=== Description of the task ===
Please extract every line of the items below that contains the word "green". Case counts.

=== Recorded information ===
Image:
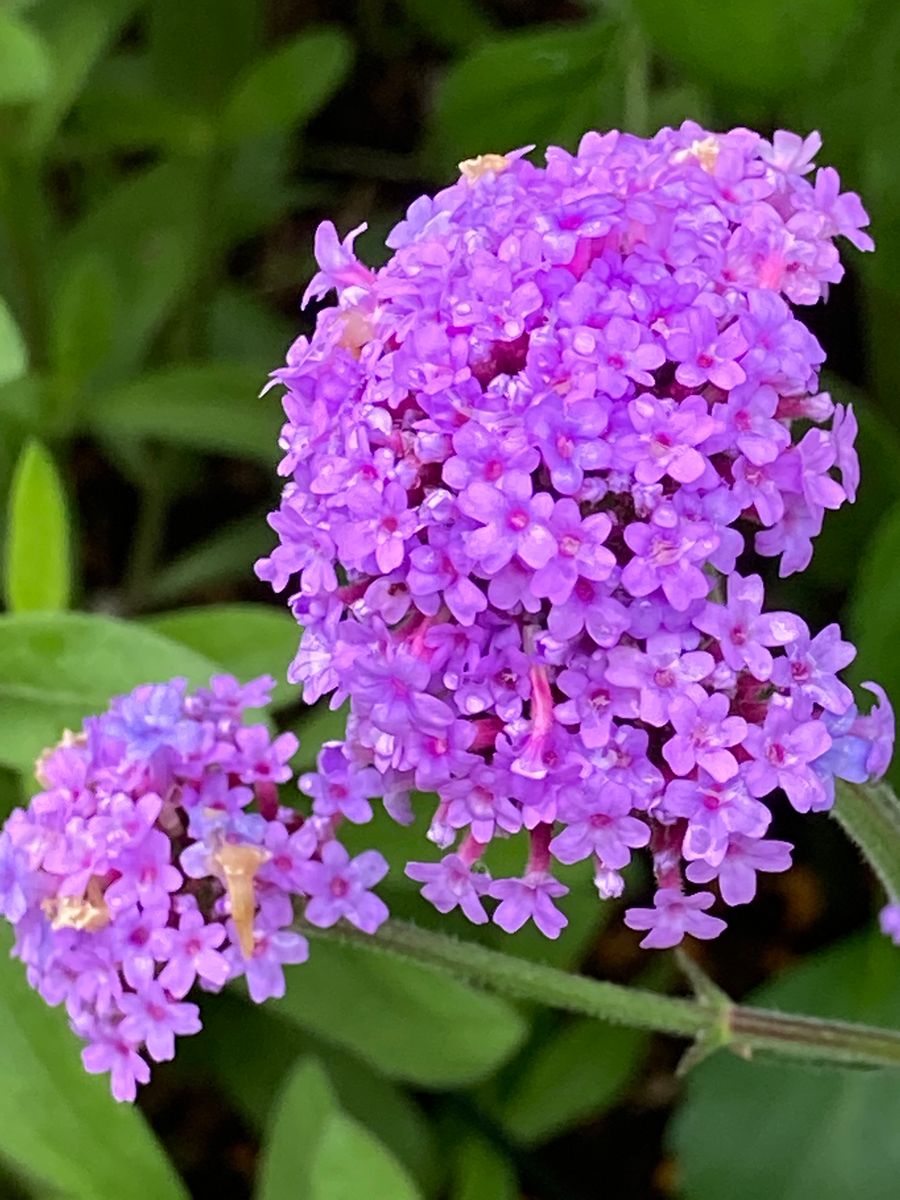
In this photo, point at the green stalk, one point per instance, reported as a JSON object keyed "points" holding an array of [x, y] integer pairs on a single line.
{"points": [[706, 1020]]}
--
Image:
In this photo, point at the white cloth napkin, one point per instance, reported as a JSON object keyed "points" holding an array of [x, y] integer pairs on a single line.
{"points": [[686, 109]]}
---
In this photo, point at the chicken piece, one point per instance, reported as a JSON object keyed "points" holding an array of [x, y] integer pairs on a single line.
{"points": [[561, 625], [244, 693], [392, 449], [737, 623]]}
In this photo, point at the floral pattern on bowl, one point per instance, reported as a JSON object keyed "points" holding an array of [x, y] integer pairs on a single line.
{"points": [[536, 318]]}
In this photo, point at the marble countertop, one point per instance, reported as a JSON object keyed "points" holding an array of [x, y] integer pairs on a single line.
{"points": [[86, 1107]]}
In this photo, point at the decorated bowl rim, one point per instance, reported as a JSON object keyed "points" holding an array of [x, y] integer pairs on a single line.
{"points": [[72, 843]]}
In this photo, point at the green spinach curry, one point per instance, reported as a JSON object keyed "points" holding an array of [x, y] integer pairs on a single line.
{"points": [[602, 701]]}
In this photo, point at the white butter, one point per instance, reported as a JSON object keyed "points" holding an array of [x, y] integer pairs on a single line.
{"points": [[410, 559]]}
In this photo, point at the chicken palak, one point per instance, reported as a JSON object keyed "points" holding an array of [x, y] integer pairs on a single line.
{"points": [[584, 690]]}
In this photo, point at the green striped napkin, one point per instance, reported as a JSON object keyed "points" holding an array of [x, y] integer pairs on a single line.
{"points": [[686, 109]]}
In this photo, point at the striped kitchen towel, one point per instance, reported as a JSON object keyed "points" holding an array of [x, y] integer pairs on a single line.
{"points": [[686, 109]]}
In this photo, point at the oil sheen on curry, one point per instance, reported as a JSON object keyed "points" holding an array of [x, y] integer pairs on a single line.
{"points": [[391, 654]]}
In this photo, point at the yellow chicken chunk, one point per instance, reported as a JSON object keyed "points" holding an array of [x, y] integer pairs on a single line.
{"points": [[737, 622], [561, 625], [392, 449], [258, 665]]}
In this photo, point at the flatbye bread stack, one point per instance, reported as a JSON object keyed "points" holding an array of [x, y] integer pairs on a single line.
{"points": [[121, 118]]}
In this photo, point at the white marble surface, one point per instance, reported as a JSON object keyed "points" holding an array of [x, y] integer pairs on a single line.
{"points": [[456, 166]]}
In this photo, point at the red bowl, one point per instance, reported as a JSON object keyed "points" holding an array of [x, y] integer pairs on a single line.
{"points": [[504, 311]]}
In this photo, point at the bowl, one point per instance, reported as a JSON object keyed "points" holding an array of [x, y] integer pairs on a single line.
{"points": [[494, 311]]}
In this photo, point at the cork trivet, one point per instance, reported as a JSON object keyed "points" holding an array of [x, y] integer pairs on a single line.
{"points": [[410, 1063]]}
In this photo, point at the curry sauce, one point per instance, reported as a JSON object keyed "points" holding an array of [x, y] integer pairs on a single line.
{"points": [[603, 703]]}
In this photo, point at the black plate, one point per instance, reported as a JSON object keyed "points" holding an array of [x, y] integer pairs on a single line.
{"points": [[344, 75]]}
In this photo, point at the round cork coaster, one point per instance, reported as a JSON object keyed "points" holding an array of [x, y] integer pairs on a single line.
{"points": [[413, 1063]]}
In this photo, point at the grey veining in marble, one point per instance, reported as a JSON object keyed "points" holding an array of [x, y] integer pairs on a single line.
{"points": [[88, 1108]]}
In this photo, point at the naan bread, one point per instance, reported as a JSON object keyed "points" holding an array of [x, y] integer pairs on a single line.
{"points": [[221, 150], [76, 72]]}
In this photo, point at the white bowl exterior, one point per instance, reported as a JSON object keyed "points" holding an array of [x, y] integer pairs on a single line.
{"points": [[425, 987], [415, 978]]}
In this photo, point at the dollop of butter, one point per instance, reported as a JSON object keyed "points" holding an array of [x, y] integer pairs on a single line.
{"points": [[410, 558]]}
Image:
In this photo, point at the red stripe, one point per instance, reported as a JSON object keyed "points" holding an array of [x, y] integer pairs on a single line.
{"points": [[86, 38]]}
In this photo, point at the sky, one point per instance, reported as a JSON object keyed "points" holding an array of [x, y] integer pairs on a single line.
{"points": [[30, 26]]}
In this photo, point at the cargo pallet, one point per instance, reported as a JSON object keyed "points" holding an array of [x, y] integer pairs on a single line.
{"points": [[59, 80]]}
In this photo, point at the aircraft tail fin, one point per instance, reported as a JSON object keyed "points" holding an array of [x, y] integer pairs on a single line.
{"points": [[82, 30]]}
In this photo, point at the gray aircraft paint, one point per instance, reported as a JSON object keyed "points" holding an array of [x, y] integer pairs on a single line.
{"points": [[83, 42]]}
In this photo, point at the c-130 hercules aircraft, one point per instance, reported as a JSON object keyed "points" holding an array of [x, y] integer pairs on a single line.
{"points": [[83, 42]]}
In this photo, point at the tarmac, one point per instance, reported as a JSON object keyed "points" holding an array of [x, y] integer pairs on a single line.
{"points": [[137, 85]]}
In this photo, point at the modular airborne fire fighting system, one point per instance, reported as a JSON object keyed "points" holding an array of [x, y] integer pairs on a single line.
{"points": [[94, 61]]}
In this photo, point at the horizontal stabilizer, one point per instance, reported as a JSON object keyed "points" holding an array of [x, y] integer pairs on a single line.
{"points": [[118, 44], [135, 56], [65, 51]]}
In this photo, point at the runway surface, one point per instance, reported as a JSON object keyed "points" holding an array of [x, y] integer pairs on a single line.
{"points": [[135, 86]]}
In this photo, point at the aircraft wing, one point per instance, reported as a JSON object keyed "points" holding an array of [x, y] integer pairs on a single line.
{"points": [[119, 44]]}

=== Reply to the exercise ===
In this photo, point at the green stalk, one point per instance, reported as a JSON object keyed "points" holding an array of [x, y] integer pairs on a single line.
In this photo, point at the green spinach curry, one point per instance, reported as a JSON object keyed "points" holding an array of [x, y] integer pairs on a single line.
In this photo, point at the green striped napkin, one point per instance, reported as a JSON object keyed "points" holding an array of [x, y] integer pairs on a single line.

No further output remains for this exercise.